▸ GIVEN TEXT

--- START ---

The adjuster employed by the third-party administrator (TPA)  is the person who controls most of what happens on your claim.  Many injured workers mistakenly  think that it is the employer that makes claims decisions.   While the employer may have considerable influence with the claims adjuster, the adjuster may also make decisions your employer does not like.  You therefore need to know the name of your adjuster, his or her phone number, and ideally, their email address.  The clinic where you initially obtained medical care should be able to tell you the name and phone number of the adjuster if you cannot get that information from your employer before you get a letter from the adjuster either accepting or denying your claim.

Try to communicate with your adjuster in a way that provides you with a record of the communication so that you can file an appeal if the adjuster fails to act on your request within 30 days.  Keep a copy of any letter that you send, and print any emails.  Make a note of the date and time of phone conversations. Be sure to have your claim number ready when calling the adjuster, and put the claim number of all written or electronic communications.

--- END ---

▸ Items in a dataset
--- START ---

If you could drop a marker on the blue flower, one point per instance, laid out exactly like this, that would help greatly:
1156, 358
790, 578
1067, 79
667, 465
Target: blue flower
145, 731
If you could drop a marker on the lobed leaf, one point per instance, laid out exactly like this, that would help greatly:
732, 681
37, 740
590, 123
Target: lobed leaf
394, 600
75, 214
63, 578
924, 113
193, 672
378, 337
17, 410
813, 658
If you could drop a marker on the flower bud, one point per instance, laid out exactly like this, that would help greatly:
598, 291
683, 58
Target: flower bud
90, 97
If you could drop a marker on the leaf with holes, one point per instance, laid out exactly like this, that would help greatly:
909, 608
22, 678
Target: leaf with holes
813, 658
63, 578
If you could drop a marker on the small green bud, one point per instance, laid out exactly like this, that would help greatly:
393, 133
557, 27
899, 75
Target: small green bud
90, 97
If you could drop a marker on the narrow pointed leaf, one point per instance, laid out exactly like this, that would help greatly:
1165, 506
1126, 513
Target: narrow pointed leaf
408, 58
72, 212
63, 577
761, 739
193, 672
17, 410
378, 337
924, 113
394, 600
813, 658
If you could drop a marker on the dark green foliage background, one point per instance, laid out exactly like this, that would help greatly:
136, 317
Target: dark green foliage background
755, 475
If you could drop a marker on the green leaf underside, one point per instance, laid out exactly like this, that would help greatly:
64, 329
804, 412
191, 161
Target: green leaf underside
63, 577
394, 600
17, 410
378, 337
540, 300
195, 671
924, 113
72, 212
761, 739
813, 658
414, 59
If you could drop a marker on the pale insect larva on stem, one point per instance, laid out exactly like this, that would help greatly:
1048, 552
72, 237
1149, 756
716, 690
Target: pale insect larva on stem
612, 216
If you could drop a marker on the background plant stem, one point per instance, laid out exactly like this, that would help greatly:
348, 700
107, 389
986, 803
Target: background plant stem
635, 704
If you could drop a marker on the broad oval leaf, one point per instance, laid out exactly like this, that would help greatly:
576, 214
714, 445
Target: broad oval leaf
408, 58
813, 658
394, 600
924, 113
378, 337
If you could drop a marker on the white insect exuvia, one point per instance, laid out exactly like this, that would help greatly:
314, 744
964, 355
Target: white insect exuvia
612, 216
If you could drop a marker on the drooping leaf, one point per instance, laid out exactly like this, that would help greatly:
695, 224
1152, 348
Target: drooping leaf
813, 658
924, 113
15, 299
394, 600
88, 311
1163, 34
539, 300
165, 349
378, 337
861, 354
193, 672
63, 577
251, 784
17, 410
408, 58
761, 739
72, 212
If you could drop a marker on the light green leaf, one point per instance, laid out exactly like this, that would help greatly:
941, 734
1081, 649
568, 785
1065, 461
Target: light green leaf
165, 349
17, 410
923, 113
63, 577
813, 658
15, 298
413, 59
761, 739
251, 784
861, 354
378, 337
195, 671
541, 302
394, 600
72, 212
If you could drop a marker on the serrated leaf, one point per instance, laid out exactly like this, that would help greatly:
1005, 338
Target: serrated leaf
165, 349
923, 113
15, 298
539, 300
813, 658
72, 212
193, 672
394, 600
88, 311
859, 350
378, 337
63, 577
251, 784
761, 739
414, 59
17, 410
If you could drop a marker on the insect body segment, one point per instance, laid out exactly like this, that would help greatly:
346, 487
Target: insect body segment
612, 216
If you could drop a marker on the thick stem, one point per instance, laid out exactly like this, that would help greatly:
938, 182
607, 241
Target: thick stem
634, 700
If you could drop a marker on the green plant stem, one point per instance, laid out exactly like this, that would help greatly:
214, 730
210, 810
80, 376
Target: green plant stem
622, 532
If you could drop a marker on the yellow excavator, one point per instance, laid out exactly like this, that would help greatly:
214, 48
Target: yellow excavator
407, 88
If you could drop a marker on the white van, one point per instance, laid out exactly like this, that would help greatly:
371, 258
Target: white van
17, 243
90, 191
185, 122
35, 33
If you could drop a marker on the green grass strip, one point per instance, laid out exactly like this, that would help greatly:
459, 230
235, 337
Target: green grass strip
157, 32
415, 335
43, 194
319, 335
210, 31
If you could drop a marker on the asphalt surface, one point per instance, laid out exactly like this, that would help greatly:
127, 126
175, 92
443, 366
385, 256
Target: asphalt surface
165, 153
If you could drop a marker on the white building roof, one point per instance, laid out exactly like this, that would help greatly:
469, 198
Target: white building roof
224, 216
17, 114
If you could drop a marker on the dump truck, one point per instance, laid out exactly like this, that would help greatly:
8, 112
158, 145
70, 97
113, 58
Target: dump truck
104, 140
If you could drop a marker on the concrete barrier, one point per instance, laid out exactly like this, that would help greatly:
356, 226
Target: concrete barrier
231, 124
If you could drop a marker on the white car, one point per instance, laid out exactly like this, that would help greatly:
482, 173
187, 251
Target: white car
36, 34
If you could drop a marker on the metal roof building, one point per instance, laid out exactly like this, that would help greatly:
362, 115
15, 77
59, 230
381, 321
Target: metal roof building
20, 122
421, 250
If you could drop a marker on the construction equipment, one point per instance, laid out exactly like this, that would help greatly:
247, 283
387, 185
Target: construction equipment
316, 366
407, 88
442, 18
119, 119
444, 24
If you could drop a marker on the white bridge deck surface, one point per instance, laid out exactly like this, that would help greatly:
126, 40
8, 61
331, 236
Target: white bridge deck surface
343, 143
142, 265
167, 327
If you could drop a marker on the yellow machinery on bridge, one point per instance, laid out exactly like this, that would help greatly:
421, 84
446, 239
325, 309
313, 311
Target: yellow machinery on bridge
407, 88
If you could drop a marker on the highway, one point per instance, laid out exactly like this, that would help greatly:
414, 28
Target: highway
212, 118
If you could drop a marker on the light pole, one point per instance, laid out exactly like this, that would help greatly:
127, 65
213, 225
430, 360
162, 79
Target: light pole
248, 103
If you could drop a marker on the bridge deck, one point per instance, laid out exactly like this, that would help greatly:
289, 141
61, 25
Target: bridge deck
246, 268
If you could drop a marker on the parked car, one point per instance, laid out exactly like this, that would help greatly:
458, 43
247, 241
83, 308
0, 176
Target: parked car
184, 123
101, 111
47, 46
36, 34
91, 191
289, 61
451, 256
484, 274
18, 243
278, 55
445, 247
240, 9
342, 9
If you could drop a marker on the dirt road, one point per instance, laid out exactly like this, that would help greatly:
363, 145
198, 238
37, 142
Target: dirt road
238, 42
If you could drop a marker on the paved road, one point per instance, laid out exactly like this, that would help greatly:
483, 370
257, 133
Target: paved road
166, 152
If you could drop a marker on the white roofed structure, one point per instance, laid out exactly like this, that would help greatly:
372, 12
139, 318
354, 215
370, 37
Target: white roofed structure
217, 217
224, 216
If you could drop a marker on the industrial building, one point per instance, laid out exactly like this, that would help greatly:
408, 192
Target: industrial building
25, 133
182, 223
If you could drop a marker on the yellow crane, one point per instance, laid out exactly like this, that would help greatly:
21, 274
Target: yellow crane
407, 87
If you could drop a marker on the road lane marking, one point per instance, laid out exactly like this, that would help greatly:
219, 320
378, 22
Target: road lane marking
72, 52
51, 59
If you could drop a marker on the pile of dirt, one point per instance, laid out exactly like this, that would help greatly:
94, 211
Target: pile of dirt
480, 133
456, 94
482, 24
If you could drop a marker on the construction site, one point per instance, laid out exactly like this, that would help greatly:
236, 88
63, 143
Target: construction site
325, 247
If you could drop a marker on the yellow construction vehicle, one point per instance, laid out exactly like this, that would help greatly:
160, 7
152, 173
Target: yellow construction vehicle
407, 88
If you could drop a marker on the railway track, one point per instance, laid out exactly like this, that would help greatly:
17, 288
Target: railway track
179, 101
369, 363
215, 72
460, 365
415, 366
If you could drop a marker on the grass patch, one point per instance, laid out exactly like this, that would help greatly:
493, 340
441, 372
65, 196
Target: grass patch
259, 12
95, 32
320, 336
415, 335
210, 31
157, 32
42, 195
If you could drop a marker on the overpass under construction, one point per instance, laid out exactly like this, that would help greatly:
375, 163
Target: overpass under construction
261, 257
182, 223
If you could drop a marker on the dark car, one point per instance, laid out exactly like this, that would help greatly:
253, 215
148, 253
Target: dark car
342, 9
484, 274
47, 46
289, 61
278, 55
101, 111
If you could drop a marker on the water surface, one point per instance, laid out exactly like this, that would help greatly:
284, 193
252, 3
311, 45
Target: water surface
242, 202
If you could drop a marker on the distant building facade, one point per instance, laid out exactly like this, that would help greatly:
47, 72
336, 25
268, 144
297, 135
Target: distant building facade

--- END ---

▸ EXERCISE DETAILS
Continue the passage on working with your workers' compensation claims adjuster, picking up after its final sentence.

▸ EXERCISE RESPONSE
Make it easy for the claims adjuster to agree to whatever it is that you are requesting.  For example, if you are requesting a benefit check, make sure that you have provided the adjuster with a copy of the physician progress report that takes you off work, or that gives you work restrictions that your employer cannot accommodate. Or, if you are requesting a consultation with another physician, obtain the last report from your current physician, as the adjuster will want to review that before acting on your request to see a different doctor.

Be pleasant when speaking with the adjuster, and give the adjuster a reasonable period of time to act on your requests.  Ask the adjuster when you can expect an answer, and do not call repeatedly or daily.  Most adjusters are reasonable and try to do the right thing.  Most also have too many files to handle properly.  Think of ways you can make the adjuster's job a bit easier so that your requests are acted on quickly.